INPUT DATA
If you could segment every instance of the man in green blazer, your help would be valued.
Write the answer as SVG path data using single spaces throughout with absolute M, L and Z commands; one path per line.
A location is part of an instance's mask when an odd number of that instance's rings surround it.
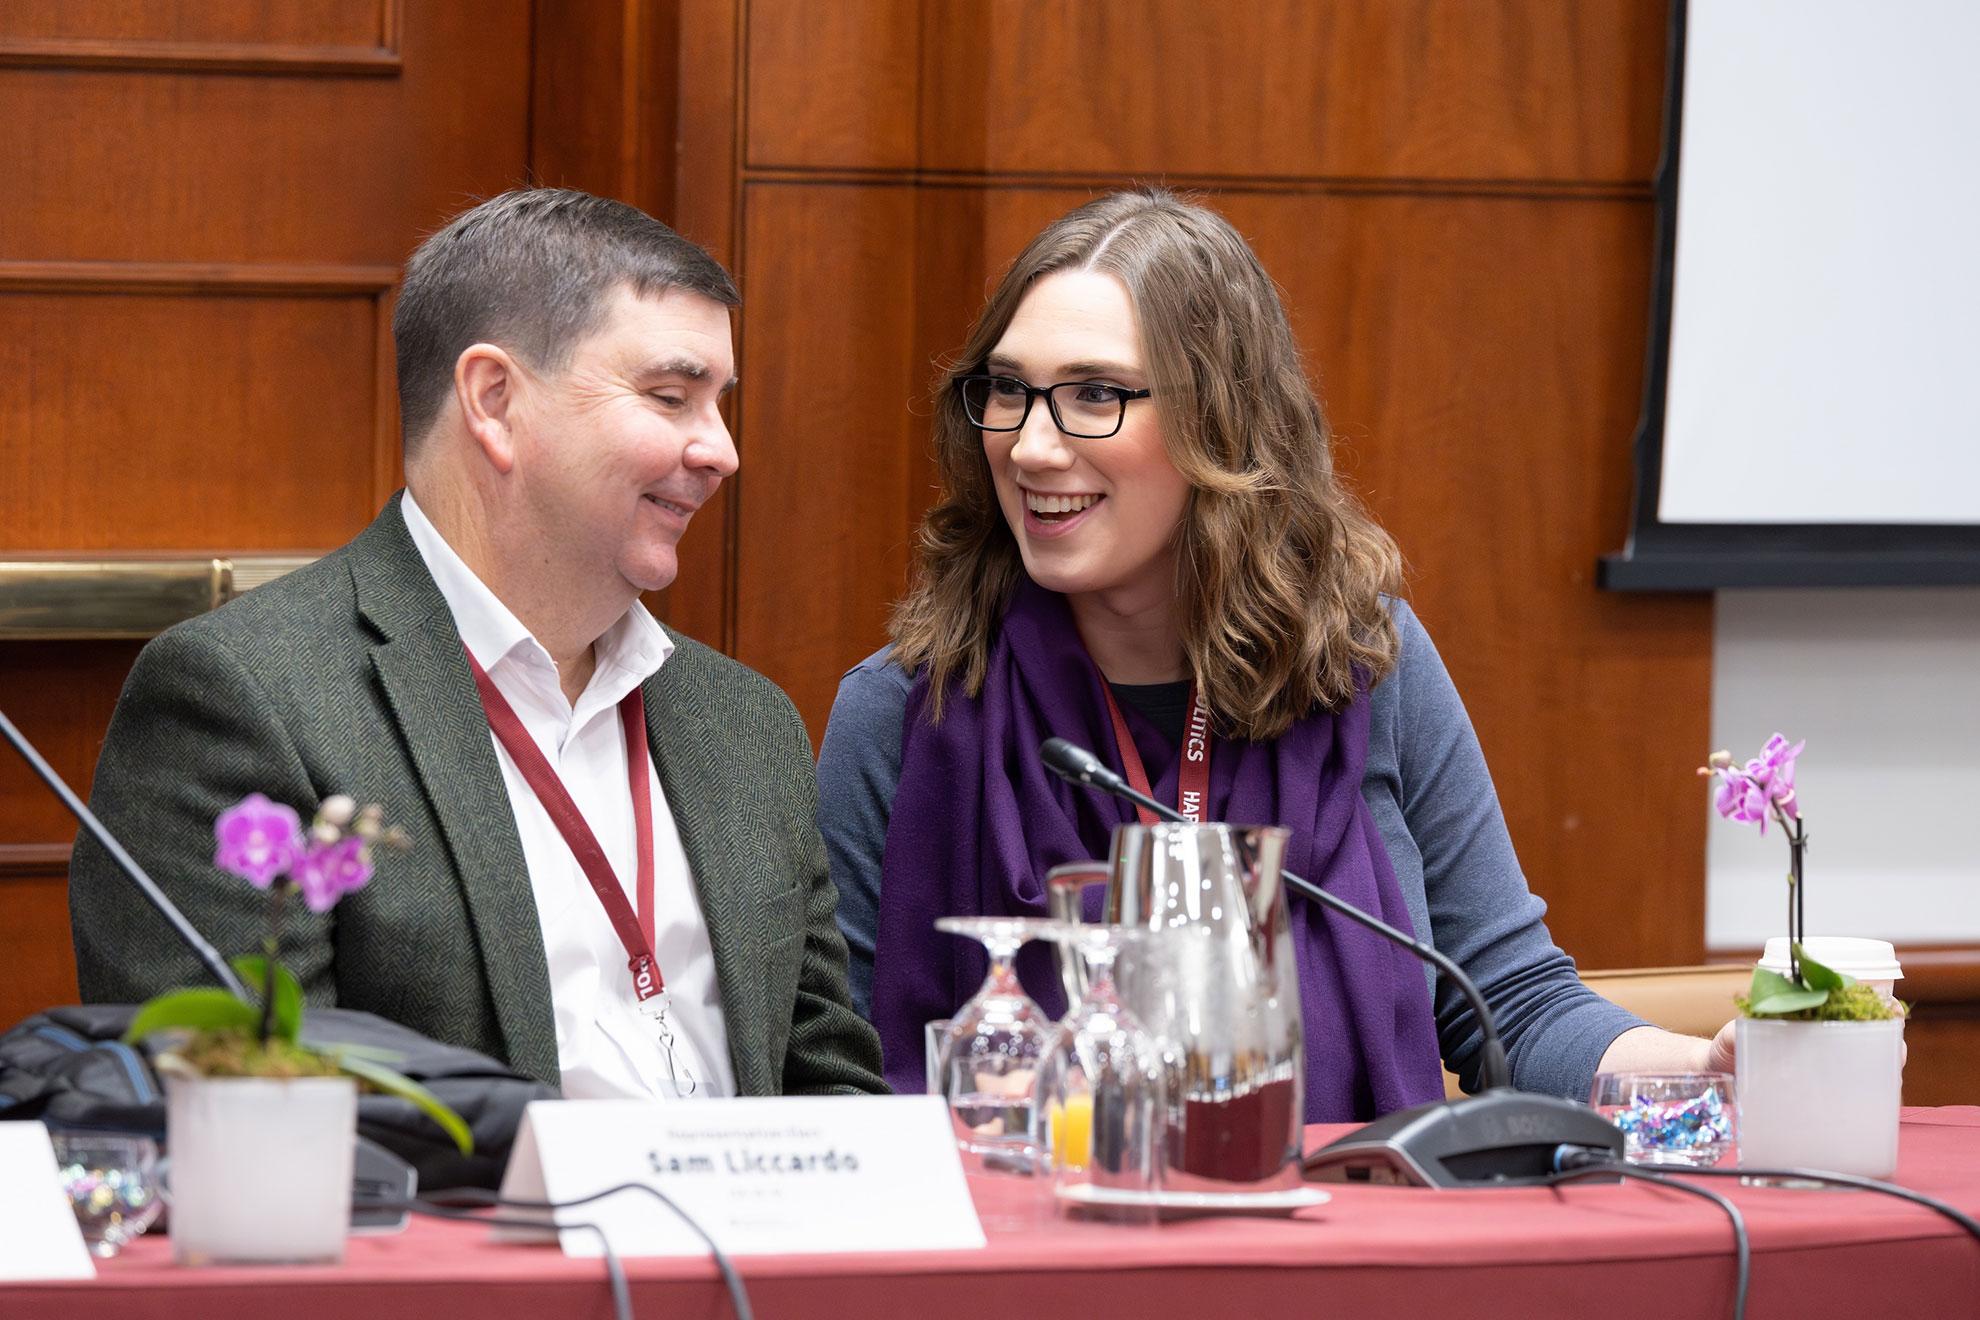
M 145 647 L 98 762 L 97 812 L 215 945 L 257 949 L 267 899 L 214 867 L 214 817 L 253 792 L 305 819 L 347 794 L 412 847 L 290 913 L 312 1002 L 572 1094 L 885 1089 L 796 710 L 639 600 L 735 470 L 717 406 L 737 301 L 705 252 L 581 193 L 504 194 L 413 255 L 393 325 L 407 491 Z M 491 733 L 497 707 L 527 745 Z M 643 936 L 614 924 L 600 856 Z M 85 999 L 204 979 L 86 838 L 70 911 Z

--

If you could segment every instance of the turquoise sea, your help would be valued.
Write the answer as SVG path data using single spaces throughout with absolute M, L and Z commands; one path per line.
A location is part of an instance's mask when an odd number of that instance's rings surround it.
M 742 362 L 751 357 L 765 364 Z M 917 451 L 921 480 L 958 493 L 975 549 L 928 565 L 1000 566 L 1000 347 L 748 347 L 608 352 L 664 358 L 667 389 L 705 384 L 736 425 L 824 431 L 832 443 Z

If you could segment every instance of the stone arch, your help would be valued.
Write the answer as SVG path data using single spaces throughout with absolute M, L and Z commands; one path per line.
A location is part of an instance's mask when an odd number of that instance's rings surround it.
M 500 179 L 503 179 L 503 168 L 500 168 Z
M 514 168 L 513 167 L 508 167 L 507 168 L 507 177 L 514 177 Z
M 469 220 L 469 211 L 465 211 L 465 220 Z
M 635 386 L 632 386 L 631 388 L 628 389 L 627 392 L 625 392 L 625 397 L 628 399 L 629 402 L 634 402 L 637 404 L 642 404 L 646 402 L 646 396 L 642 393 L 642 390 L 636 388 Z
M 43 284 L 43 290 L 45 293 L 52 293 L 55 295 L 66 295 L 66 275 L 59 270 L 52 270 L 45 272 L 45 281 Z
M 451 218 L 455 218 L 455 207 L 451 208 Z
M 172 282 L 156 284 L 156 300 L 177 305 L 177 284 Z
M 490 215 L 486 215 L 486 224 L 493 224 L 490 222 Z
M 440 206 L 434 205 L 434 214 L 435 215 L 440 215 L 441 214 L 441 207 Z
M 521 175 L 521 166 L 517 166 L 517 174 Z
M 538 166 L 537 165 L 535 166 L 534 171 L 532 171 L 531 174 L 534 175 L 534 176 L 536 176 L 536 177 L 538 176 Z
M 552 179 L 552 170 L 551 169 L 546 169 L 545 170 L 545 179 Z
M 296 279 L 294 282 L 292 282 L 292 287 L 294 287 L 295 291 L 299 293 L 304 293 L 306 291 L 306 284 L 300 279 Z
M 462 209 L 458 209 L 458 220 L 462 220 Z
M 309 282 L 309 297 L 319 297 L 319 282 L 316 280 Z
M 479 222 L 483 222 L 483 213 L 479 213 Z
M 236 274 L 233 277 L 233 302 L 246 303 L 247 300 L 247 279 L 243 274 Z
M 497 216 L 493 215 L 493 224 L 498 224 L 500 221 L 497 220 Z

--

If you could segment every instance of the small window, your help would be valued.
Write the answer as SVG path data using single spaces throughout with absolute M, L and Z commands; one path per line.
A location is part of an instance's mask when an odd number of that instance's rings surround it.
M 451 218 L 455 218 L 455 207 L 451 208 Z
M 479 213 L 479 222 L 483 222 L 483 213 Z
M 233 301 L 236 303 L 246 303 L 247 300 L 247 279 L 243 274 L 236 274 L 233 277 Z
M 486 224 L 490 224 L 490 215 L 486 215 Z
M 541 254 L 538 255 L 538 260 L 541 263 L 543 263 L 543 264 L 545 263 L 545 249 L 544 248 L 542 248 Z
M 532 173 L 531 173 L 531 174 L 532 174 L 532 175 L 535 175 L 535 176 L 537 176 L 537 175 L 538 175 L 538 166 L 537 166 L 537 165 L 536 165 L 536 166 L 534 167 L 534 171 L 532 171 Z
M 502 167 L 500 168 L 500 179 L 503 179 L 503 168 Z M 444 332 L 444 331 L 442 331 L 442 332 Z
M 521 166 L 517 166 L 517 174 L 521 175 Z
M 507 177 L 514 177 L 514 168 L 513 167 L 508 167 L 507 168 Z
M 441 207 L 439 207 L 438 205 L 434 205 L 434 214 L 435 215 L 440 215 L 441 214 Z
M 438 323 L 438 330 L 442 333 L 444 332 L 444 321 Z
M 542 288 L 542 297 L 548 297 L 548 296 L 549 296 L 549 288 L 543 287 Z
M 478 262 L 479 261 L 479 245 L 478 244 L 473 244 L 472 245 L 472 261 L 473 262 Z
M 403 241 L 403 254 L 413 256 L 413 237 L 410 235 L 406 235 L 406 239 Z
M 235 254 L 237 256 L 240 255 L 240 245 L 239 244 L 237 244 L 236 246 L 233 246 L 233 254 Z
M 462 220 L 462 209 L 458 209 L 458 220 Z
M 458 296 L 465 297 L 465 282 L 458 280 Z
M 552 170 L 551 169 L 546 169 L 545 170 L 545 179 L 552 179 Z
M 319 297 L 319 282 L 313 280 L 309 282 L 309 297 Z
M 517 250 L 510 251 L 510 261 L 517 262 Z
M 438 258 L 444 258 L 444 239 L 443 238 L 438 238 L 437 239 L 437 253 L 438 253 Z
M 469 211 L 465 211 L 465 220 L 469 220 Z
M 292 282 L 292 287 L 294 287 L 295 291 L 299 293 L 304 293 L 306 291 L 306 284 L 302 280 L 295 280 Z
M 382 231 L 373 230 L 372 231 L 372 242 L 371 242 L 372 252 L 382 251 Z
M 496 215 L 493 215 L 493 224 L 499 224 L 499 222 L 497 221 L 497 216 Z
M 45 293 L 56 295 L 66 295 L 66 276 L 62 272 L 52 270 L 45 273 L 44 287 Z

WORK ITEM
All lines of the records above that contain the word "help" are to be copied out.

EXERCISE OUTPUT
If you could segment every instance of the man in green blazer, your help would be valued.
If you could segment every instance of the turquoise sea, your help would be valued.
If you could segment every instance of the stone arch, your help would be valued.
If you could segment every instance of the small window, your help would be valued.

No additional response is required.